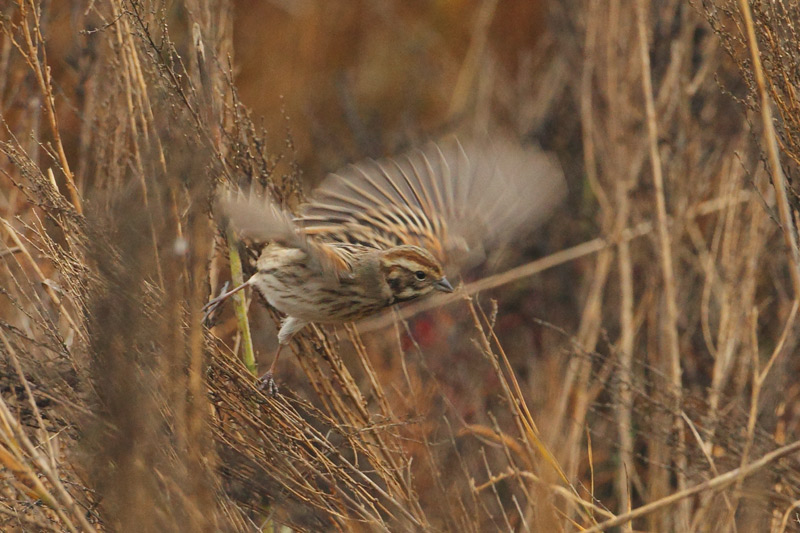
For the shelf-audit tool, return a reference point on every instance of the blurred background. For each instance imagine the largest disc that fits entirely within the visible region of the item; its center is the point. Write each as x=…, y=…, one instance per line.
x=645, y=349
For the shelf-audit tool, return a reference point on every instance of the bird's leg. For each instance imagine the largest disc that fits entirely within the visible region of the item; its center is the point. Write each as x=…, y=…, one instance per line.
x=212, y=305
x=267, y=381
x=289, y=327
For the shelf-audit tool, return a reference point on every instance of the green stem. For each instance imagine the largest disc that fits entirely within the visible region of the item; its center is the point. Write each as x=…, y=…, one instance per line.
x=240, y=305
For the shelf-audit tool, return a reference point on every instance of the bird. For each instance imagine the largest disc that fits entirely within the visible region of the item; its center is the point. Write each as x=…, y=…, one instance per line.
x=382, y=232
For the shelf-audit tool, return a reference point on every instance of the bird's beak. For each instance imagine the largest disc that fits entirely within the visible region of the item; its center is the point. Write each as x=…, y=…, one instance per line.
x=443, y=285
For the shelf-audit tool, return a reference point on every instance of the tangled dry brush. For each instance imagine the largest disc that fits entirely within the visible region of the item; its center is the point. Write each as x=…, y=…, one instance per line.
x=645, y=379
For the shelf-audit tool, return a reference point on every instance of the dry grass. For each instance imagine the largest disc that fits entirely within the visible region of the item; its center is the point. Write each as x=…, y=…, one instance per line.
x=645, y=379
+ + + + +
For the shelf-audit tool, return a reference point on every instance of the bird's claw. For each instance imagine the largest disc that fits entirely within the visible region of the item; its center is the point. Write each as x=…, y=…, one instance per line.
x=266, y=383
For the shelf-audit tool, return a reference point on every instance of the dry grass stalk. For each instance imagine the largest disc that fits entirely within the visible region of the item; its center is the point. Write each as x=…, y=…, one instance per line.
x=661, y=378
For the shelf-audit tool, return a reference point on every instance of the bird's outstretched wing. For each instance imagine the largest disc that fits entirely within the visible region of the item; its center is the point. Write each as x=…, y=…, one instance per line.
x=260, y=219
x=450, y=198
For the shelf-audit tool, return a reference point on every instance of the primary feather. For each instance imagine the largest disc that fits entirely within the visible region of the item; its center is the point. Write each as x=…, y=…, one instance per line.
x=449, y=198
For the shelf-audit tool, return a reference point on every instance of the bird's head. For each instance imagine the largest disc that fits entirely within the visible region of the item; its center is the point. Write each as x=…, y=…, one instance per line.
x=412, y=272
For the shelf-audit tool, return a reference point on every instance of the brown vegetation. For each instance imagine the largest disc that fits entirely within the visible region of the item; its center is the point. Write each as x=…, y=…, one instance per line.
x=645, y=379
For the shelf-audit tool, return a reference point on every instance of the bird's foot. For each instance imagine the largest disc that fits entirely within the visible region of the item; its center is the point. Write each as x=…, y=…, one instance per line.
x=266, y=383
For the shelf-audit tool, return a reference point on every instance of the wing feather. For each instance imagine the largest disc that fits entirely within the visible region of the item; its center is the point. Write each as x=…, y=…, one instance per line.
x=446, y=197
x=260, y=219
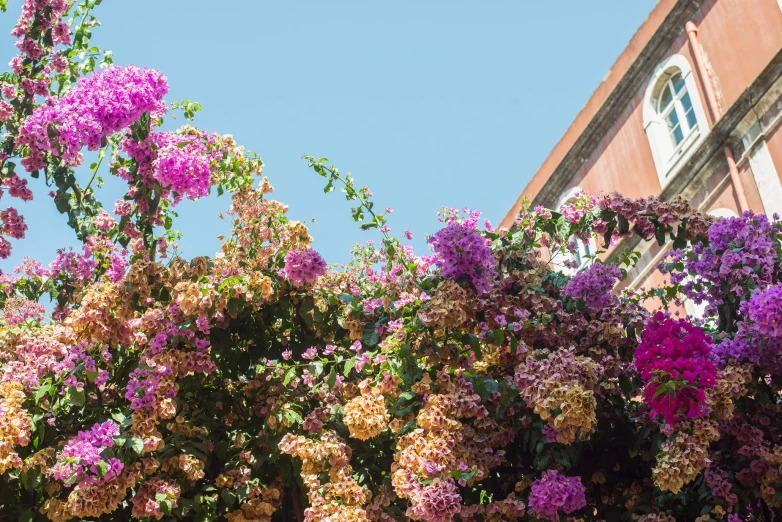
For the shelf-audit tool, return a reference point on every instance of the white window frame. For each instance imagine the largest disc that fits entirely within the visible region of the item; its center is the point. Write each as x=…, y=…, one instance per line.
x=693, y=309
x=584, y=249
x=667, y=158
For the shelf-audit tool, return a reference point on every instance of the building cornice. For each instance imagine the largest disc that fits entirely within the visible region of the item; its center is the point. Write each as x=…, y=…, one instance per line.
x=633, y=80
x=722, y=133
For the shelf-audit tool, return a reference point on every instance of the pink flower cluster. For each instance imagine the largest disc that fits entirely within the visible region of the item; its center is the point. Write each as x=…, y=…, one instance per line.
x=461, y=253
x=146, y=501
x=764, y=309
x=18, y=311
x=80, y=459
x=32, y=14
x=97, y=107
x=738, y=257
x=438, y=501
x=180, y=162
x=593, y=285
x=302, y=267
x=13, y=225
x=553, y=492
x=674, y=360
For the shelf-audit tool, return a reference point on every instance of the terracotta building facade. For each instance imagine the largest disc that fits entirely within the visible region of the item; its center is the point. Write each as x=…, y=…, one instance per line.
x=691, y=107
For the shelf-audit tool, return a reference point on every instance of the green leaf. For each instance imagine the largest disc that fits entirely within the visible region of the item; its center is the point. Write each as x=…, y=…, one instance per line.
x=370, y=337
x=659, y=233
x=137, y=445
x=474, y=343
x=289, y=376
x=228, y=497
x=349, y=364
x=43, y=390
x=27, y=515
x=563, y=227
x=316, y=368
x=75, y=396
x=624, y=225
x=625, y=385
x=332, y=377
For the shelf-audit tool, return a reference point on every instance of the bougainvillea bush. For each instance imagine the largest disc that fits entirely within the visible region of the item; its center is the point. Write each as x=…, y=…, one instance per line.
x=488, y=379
+ + + + +
Please set out the lines of the material as a numbered list, starting at the line containing "of the blurred" and ending at the line containing "x=289, y=327". Include both of those lines and leave out any blank lines.

1. For the shelf-audit tool, return a reference point on every instance of the blurred background. For each instance imagine the largest disc that fits entirely within the visible region of the item; its center is the point. Write each as x=…, y=…, one instance per line.
2. x=645, y=349
3. For the shelf-audit tool, return a reference point on every instance of the bird's leg. For each instance imagine the largest disc that fits entirely within the visible region of the item; its center is the point. Write each as x=…, y=…, one instance per line.
4. x=212, y=305
5. x=267, y=381
6. x=289, y=327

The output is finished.